● **TEXT FOR ANALYSIS**
┌──
William Arnold Shanklin (April 18, 1862 – October 6, 1924) was a Methodist minister and an American university president.

==Early life==
William Arnold Shanklin, a member of the prominent Shanklin Family, was born at Carrollton, Missouri on April 18, 1862. He was the son of Wesley Dunscombe Shanklin and Lockie Ann (née Arnold) Shanklin. His younger brother, Arnold Shanklin, served as consul general of the United States at Panama beginning in 1905.

Shanklin was educated at public schools in Missouri before attending Hamilton College (A.B., 1883) and at Garrett Biblical Institute (S.T.B., 1891).

==Career==
Before entering the ministry, Shanklin spent four years "engaged in mercantile pursuits" in Chetopa, Kansas. After graduating from Garrett Biblical Institute in 1891, Shanklin was ordained to the Methodist Episcopal ministry and held pastorates in Kansas, in Spokane and Seattle, in Washington, in Dubuque, Iowa, and in Reading, Pennsylvania.
└──
● **EXERCISE INSTRUCTIONS**
- a) Answer these questions about the passage on William Arnold Shanklin:
(i) In what town was he born?
(ii) In what year did his younger brother begin serving as consul general of the United States at Panama?
(iii) For how many years was he "engaged in mercantile pursuits" before entering the ministry?
- b) Rewrite the part of the passage on William Arnold Shanklin that opens with "William Arnold Shanklin (April" and closes with "beginning in 1905.", putting "consul" in place of "consul general".

[Saved entries]
┌──
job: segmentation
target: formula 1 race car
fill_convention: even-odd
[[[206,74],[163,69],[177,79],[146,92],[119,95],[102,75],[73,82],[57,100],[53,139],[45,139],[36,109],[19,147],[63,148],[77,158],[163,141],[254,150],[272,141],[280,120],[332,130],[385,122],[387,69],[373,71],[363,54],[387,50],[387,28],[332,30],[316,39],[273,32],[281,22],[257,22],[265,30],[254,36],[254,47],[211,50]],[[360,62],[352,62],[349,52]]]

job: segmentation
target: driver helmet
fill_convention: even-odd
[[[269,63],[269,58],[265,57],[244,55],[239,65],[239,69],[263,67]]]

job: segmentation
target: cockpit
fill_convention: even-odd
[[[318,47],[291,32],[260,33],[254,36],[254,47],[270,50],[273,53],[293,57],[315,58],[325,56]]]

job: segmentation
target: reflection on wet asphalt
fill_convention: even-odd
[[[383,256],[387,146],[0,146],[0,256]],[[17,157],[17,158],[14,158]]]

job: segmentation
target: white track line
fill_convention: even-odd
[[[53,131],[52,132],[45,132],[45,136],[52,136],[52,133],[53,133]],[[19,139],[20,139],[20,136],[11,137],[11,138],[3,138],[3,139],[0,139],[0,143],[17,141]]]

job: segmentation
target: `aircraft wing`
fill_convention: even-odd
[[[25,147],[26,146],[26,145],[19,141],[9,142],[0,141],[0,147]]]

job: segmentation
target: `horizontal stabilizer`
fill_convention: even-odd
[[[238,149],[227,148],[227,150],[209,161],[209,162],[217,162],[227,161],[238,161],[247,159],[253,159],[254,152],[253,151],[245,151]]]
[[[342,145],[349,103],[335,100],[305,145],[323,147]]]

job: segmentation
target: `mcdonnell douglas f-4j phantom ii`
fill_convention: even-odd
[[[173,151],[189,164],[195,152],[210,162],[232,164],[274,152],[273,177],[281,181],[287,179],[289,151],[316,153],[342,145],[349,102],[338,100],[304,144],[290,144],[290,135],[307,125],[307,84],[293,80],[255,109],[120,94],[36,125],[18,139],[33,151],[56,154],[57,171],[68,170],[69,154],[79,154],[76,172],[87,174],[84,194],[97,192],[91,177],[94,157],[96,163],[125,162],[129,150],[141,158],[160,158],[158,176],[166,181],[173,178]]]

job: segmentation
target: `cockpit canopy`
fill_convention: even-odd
└──
● **ANSWER SECTION**
- a)
(i) Carrollton, Missouri
(ii) 1905
(iii) Four years

- b)
William Arnold Shanklin (April 18, 1862 – October 6, 1924) was a Methodist minister and an American university president.

==Early life==
William Arnold Shanklin, a member of the prominent Shanklin Family, was born at Carrollton, Missouri on April 18, 1862. He was the son of Wesley Dunscombe Shanklin and Lockie Ann (née Arnold) Shanklin. His younger brother, Arnold Shanklin, served as consul of the United States at Panama beginning in 1905.